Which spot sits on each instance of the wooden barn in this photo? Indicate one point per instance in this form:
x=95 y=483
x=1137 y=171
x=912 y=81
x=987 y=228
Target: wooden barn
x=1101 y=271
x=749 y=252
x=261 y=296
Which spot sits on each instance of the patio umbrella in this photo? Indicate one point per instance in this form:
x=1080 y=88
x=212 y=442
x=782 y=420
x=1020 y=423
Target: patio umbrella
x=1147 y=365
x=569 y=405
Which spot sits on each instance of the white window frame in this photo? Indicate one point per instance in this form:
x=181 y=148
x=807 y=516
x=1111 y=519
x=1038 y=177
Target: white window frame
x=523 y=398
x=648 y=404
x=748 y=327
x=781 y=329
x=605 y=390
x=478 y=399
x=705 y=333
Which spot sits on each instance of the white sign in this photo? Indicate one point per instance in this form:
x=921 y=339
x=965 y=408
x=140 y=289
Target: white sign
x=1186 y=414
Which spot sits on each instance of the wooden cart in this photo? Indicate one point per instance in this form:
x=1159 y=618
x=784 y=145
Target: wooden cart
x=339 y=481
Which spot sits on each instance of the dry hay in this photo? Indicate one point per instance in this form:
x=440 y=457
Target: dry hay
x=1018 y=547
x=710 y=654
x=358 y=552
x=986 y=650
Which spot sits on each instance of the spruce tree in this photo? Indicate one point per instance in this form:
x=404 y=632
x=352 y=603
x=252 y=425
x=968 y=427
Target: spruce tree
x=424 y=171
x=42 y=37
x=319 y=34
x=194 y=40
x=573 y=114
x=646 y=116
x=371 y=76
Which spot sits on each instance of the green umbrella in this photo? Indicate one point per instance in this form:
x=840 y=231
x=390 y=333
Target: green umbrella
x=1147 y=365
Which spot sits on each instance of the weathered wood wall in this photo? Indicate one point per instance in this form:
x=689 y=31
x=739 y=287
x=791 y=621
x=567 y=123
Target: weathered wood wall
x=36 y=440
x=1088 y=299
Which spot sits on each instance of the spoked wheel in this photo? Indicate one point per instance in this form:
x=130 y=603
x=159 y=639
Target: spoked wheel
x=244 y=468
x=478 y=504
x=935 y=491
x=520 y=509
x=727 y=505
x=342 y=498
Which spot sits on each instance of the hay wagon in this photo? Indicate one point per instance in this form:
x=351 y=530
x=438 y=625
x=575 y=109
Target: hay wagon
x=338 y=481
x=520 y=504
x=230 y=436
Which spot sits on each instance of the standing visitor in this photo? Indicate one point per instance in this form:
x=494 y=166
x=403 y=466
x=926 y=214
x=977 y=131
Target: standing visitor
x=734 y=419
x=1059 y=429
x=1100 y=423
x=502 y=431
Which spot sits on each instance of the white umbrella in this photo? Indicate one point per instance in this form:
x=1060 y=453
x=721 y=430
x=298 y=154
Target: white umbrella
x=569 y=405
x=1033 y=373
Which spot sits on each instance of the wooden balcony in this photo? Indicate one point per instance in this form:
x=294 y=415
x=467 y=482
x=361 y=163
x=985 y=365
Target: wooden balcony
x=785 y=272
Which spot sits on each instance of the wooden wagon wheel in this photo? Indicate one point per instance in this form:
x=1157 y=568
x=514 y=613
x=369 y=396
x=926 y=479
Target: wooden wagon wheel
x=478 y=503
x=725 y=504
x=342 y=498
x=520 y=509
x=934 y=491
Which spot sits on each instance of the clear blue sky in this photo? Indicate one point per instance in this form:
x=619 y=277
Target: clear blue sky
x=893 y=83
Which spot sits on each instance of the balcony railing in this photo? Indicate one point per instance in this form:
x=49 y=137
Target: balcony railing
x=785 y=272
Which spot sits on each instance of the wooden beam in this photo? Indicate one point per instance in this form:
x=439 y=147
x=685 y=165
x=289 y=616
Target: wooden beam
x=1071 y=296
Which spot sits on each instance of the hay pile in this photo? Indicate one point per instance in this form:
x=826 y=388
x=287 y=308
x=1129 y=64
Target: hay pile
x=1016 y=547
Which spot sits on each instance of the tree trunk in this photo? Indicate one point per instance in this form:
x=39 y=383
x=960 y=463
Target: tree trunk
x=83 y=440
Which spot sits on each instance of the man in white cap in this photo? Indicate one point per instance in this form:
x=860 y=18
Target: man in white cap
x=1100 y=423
▬▬▬
» WRITTEN TASK:
Rewrite the rows starting with the line that contains "Which spot sits on each instance of the wooden beam" and going on through the last line of the rows, both ends included, with the requests and their sample points left unchanged. In the answers, multiply every x and y coordinate by 1.65 and round to a whole number, with halves rounded up.

» PROBLEM SOLUTION:
Which spot sits on each instance of the wooden beam in this photo? Indicate one point per instance in this form:
x=439 y=147
x=685 y=165
x=289 y=616
Target: wooden beam
x=1767 y=488
Which spot sits on each instance of the hay pile in this photo? Indicate one point per instance in this form:
x=826 y=388
x=287 y=308
x=1129 y=64
Target: hay pile
x=1676 y=903
Which spot sits on each instance of the tree trunk in this photo? Indicate one point per instance in this form:
x=39 y=383
x=960 y=463
Target: tree trunk
x=137 y=726
Which spot sits on each instance of the man in white cap in this photo? Indicate one point per instance in this form:
x=860 y=18
Target: man in white cap
x=1815 y=698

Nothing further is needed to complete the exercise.